### WHAT THE TASK ASKS
Express the lines below as a JSON list of strings, one string per line, leaving out any blank lines.

### Collected data entries

——

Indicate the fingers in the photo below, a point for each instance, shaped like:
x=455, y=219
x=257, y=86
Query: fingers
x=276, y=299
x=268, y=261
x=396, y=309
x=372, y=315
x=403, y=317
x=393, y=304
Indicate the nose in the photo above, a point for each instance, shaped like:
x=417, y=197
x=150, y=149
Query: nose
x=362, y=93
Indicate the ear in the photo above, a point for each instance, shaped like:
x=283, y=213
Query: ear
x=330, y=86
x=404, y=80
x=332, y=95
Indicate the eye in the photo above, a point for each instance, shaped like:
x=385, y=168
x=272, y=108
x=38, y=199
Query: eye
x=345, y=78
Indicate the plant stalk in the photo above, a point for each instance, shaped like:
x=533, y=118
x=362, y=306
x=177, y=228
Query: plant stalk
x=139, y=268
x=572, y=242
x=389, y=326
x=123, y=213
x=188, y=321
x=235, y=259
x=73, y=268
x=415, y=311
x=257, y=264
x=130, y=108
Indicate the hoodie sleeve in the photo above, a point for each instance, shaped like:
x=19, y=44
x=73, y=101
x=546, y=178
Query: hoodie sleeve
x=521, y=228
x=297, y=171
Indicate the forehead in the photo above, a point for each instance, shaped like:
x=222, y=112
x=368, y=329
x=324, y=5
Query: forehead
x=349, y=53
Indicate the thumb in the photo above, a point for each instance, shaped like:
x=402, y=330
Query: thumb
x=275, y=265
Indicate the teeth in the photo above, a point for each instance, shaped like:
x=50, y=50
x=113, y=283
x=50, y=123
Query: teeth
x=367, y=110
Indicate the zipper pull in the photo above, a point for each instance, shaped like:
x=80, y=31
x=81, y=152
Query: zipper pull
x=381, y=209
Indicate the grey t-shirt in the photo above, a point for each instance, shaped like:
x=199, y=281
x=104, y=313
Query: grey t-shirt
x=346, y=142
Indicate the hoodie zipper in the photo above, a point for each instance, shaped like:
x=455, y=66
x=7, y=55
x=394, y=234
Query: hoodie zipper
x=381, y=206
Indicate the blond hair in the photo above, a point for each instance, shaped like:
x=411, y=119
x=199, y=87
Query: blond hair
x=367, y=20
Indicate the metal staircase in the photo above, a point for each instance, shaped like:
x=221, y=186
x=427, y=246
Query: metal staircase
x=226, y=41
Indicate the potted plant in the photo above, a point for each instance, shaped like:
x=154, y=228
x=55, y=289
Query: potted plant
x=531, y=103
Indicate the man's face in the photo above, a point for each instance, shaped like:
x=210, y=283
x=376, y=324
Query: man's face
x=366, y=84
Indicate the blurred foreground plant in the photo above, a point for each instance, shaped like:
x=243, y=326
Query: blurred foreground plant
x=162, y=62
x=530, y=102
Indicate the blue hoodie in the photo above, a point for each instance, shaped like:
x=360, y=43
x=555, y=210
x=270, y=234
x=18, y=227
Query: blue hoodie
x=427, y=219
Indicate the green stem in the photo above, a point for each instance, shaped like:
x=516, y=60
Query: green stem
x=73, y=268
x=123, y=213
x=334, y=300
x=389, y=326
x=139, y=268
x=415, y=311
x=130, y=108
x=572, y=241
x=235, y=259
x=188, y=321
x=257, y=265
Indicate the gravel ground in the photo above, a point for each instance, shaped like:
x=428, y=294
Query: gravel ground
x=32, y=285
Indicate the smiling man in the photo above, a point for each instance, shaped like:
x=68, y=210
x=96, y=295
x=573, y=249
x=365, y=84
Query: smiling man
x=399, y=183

——

### THE OUTPUT
[
  "Indicate the fingers in the photo below, a point for each instance, shaped like:",
  "x=455, y=219",
  "x=257, y=86",
  "Query: fingers",
  "x=276, y=299",
  "x=268, y=261",
  "x=396, y=309",
  "x=372, y=315",
  "x=403, y=317",
  "x=393, y=304",
  "Indicate the nose in the photo above, a point for each instance, shaped like:",
  "x=417, y=197",
  "x=150, y=149",
  "Query: nose",
  "x=362, y=93",
  "Indicate the ear in the photo above, a point for each instance, shaped like:",
  "x=283, y=213",
  "Query: ear",
  "x=330, y=86",
  "x=404, y=80",
  "x=332, y=95",
  "Indicate the eye in the photo above, a point for each instance, shaped like:",
  "x=385, y=168",
  "x=272, y=108",
  "x=38, y=199",
  "Query: eye",
  "x=345, y=78",
  "Indicate the plant stalk in the photo above, a point for each instance, shaped like:",
  "x=533, y=118",
  "x=362, y=306",
  "x=177, y=228",
  "Query: plant stalk",
  "x=139, y=268",
  "x=572, y=242",
  "x=389, y=326",
  "x=123, y=213",
  "x=188, y=321",
  "x=235, y=259",
  "x=73, y=268",
  "x=415, y=311",
  "x=257, y=264",
  "x=130, y=108",
  "Indicate the hoodie sleeve in the photo above, a point for each instance, shaped like:",
  "x=19, y=44",
  "x=73, y=101",
  "x=546, y=178",
  "Query: hoodie sleeve",
  "x=521, y=228",
  "x=297, y=171",
  "Indicate the forehead in the photo above, a point for each instance, shaped like:",
  "x=222, y=112",
  "x=368, y=329",
  "x=324, y=5",
  "Query: forehead",
  "x=349, y=53",
  "Indicate the thumb in the photo above, a point for each instance, shaped like:",
  "x=402, y=330",
  "Query: thumb",
  "x=275, y=265",
  "Indicate the teeth in the photo above, a point for each instance, shaped like:",
  "x=50, y=50",
  "x=113, y=283",
  "x=50, y=123",
  "Query: teeth",
  "x=367, y=110",
  "Indicate the zipper pull in the photo above, a point for each instance, shaped like:",
  "x=80, y=31",
  "x=81, y=152",
  "Query: zipper pull",
  "x=381, y=209",
  "Indicate the grey t-shirt in the photo above, a point for each instance, shaped like:",
  "x=199, y=281",
  "x=104, y=313",
  "Query: grey t-shirt",
  "x=346, y=142",
  "Indicate the hoodie zipper in the photo above, a point for each instance, shaped like:",
  "x=455, y=66",
  "x=7, y=55",
  "x=394, y=234",
  "Query: hoodie zipper",
  "x=381, y=206",
  "Indicate the blond hair in the photo above, a point for each instance, shaped like:",
  "x=411, y=119",
  "x=199, y=87",
  "Query: blond hair",
  "x=367, y=20",
  "Indicate the metal staircase in the photo above, a point for each instance, shaped like:",
  "x=221, y=186",
  "x=427, y=246",
  "Query: metal staircase",
  "x=226, y=41",
  "Indicate the potted plant in the photo above, a point for each instance, shaped like:",
  "x=154, y=228",
  "x=55, y=289",
  "Query: potted plant",
  "x=531, y=103",
  "Indicate the man's face in the photo above, a point for each instance, shaped like:",
  "x=210, y=283",
  "x=376, y=324",
  "Query: man's face",
  "x=366, y=84",
  "Indicate the blurred foreground plant in the photo above, a point for each instance, shaped like:",
  "x=243, y=326",
  "Query: blurred foreground plant",
  "x=162, y=62",
  "x=530, y=102",
  "Indicate the blue hoodie in the photo above, a point for each instance, shaped like:",
  "x=360, y=43",
  "x=555, y=210",
  "x=270, y=234",
  "x=18, y=227",
  "Query: blue hoodie",
  "x=427, y=219",
  "Indicate the green stem in the photo above, a point for each instance, shaped like:",
  "x=516, y=60",
  "Query: green stem",
  "x=73, y=268",
  "x=123, y=213",
  "x=334, y=300",
  "x=389, y=326",
  "x=139, y=268",
  "x=415, y=311",
  "x=130, y=108",
  "x=572, y=241",
  "x=235, y=259",
  "x=188, y=321",
  "x=257, y=265",
  "Indicate the gravel ground in the photo above, a point for each instance, shaped like:",
  "x=428, y=294",
  "Query: gravel ground",
  "x=32, y=285",
  "Indicate the smiling man in the photo above, a point for each instance, shaped like:",
  "x=68, y=210",
  "x=96, y=295",
  "x=573, y=249",
  "x=365, y=84",
  "Query: smiling man",
  "x=399, y=183"
]